## DATASET EXTRACT
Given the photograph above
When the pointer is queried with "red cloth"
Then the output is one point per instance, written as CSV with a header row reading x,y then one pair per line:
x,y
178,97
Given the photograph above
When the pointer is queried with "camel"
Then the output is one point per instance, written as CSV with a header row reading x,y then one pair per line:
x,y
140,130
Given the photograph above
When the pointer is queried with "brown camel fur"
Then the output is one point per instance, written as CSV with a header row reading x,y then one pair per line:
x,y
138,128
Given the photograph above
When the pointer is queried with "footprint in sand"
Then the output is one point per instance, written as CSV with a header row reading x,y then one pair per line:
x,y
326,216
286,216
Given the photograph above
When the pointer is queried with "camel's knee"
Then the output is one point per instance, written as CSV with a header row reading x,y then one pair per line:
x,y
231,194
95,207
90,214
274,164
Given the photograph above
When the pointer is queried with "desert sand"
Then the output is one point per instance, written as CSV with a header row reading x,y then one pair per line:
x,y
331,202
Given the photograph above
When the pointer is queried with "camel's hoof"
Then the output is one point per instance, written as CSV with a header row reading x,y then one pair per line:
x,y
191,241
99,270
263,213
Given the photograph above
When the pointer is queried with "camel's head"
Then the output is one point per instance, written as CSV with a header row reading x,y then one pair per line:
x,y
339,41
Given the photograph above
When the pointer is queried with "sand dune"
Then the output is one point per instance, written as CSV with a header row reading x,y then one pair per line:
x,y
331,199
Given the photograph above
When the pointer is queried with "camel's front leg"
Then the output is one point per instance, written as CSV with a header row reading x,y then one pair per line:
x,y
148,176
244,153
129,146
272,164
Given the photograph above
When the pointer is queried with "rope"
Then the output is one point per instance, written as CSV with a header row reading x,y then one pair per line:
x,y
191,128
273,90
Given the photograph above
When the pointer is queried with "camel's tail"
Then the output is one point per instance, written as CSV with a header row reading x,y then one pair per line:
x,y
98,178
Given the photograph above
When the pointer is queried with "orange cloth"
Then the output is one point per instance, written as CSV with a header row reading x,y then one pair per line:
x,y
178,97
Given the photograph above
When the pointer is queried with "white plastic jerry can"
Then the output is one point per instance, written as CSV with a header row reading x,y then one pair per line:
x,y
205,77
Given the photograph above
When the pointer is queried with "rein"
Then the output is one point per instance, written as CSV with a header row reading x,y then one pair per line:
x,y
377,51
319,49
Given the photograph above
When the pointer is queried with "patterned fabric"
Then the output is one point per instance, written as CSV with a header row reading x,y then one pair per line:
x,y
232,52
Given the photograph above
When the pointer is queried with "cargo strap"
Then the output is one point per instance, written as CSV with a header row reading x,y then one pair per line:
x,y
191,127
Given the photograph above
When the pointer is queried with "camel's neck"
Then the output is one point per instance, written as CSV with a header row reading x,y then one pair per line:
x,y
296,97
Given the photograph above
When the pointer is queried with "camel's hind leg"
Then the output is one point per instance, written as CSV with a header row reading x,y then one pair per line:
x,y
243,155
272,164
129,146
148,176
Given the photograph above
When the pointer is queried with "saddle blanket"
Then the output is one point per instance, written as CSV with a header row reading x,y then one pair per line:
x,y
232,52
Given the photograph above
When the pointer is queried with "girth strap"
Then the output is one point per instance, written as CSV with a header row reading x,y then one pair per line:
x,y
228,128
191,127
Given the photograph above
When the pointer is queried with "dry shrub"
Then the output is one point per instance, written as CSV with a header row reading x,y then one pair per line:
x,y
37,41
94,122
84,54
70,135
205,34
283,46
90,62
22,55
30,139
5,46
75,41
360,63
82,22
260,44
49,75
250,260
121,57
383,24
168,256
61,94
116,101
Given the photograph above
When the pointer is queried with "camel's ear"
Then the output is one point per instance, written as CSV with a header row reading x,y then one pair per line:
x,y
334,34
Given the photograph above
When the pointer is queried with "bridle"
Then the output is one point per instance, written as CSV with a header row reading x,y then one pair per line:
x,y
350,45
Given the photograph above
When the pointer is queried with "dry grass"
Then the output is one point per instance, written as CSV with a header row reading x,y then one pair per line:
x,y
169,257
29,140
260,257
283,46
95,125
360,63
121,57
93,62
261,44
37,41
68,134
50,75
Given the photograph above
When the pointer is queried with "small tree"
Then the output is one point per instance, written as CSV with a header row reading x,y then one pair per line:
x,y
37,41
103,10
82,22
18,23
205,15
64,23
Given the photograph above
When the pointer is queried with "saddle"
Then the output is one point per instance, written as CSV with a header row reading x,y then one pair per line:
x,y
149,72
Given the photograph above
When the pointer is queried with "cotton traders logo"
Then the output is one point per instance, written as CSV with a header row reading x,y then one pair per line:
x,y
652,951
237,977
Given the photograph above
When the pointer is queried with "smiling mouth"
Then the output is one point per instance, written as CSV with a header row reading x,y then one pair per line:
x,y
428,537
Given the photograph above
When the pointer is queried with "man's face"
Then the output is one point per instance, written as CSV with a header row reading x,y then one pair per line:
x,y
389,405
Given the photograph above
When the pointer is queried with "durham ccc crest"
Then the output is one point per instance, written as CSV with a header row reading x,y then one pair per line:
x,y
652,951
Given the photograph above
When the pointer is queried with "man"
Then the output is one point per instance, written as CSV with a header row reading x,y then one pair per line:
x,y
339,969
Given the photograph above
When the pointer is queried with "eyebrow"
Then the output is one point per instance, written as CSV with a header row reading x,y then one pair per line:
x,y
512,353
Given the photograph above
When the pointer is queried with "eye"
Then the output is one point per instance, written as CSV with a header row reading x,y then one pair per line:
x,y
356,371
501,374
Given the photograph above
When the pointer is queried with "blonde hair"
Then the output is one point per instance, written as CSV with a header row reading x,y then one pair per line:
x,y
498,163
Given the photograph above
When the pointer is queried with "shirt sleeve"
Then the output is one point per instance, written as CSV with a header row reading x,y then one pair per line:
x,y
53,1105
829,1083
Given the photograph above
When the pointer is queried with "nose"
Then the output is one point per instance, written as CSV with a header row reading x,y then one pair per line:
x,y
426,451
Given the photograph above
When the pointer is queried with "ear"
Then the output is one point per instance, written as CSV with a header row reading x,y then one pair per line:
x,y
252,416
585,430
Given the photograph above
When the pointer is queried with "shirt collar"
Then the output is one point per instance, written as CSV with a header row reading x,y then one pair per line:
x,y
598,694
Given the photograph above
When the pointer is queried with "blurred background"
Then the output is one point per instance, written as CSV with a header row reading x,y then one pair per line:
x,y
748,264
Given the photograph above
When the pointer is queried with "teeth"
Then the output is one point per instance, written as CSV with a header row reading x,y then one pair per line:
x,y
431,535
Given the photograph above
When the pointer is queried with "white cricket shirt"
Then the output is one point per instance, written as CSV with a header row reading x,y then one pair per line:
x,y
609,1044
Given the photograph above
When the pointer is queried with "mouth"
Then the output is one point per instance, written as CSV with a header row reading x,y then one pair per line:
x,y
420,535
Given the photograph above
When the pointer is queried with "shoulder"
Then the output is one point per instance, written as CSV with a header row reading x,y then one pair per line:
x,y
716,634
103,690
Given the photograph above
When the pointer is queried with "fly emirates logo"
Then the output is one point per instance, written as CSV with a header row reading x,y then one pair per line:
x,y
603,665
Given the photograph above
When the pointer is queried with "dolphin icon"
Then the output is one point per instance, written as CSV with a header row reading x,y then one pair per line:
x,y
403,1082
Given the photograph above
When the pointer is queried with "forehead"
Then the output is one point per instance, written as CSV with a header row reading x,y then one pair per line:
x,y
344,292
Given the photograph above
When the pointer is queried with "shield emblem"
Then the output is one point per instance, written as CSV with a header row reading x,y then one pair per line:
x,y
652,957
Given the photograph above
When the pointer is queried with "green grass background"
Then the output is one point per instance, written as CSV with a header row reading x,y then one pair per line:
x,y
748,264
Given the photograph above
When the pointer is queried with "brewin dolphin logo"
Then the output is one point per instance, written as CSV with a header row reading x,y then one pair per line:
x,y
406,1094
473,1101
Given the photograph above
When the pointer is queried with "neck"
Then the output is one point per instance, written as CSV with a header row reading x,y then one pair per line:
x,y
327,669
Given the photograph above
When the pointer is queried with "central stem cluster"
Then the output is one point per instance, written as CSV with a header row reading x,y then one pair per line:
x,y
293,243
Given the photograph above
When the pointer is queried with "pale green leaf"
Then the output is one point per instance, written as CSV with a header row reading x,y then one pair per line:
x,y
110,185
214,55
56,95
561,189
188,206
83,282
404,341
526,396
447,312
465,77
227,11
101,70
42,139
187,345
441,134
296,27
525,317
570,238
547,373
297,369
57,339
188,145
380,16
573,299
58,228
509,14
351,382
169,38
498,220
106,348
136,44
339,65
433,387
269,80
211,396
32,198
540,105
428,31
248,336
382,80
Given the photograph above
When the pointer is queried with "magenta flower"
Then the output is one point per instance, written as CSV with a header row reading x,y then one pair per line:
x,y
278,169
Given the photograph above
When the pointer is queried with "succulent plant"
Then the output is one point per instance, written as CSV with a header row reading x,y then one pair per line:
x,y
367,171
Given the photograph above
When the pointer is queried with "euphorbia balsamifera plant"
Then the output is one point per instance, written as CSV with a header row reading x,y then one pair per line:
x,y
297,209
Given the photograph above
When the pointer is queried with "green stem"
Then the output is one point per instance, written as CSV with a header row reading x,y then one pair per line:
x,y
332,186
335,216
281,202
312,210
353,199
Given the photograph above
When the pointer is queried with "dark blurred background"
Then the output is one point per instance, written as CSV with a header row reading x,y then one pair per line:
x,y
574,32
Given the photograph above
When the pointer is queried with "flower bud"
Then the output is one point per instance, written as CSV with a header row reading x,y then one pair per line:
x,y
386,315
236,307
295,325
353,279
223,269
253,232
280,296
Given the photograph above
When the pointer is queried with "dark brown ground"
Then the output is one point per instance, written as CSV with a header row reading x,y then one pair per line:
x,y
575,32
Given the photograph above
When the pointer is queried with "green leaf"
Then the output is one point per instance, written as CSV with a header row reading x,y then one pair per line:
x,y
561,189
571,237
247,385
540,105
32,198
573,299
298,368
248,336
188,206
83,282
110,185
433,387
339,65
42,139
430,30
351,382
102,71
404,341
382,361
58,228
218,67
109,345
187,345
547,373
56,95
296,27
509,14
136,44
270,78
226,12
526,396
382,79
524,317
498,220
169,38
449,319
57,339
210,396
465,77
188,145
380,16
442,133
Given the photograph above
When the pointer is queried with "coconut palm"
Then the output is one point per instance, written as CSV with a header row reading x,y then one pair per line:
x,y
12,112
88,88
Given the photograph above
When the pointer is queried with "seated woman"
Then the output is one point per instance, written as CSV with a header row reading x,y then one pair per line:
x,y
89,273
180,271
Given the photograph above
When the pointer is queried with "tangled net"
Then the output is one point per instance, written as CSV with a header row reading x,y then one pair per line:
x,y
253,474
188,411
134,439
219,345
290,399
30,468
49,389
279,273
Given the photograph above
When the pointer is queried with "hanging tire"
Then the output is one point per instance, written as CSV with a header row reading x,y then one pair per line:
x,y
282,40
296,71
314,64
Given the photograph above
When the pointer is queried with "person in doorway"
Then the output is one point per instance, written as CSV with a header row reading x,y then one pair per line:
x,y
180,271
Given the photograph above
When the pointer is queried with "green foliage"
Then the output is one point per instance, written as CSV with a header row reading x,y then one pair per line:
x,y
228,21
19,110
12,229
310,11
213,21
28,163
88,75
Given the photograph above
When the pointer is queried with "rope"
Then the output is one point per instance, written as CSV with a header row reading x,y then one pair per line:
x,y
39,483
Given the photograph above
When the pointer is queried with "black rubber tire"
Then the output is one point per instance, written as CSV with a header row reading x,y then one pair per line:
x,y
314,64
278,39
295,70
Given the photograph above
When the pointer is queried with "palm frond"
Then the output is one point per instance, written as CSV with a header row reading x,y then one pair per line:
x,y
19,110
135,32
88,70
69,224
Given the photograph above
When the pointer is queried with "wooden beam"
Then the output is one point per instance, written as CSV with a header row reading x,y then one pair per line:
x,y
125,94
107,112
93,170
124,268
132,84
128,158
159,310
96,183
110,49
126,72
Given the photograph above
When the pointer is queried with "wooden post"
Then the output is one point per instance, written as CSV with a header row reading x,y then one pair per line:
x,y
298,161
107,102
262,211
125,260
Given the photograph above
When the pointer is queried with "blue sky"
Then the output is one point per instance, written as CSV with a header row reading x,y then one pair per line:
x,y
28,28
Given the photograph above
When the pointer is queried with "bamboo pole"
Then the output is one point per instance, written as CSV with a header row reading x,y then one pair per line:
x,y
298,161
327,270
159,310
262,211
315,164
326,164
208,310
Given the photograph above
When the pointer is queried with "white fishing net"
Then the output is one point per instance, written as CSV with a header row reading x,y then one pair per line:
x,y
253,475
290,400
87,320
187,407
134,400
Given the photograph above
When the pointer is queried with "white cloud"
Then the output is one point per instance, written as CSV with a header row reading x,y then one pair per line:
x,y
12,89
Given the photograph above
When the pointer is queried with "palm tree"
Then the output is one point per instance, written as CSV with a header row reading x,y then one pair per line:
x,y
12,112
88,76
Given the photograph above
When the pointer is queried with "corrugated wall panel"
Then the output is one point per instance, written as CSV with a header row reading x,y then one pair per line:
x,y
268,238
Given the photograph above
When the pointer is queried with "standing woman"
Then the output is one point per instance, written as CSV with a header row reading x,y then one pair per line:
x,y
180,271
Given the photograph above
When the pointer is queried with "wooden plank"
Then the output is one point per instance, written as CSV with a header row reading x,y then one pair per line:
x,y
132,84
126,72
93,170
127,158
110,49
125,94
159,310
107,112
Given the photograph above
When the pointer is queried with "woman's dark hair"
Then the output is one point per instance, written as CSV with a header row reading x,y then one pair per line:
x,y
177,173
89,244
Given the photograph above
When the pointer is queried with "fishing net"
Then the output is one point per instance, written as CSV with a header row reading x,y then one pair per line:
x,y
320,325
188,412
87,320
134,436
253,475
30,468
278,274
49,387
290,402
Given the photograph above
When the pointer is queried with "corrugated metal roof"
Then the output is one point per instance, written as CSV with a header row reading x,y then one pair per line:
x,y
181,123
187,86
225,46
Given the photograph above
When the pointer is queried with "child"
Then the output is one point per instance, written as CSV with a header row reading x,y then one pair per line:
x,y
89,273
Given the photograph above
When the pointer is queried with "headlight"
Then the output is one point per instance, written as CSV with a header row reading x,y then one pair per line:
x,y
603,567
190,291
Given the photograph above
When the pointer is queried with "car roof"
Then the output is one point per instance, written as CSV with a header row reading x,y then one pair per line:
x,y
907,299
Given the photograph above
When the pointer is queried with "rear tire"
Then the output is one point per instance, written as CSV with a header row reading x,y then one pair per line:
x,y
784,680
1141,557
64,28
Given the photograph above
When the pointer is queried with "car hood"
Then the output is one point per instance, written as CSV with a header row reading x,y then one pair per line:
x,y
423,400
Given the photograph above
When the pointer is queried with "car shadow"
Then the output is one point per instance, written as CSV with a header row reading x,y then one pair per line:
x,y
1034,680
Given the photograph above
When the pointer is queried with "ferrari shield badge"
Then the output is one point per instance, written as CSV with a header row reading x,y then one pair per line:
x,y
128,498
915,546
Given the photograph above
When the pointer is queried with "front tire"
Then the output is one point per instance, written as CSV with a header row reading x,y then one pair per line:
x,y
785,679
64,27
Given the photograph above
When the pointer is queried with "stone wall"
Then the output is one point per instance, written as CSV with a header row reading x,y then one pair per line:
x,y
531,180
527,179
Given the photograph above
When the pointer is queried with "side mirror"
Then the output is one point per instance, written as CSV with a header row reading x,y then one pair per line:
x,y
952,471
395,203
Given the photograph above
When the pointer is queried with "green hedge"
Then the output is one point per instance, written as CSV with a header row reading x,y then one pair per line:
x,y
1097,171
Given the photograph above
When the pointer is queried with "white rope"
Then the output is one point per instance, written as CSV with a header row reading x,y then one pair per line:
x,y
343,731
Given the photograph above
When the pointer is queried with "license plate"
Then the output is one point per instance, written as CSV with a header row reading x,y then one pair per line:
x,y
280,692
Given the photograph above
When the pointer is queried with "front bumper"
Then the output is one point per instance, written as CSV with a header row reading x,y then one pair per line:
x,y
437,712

## YOUR OBJECTIVE
Show every line of the items above that contains the string "woman", matching case exactly.

## TASK RESPONSE
When the pointer is queried with "seated woman"
When the pointer is queried with "standing woman"
When the pointer is queried with "woman's dark hair"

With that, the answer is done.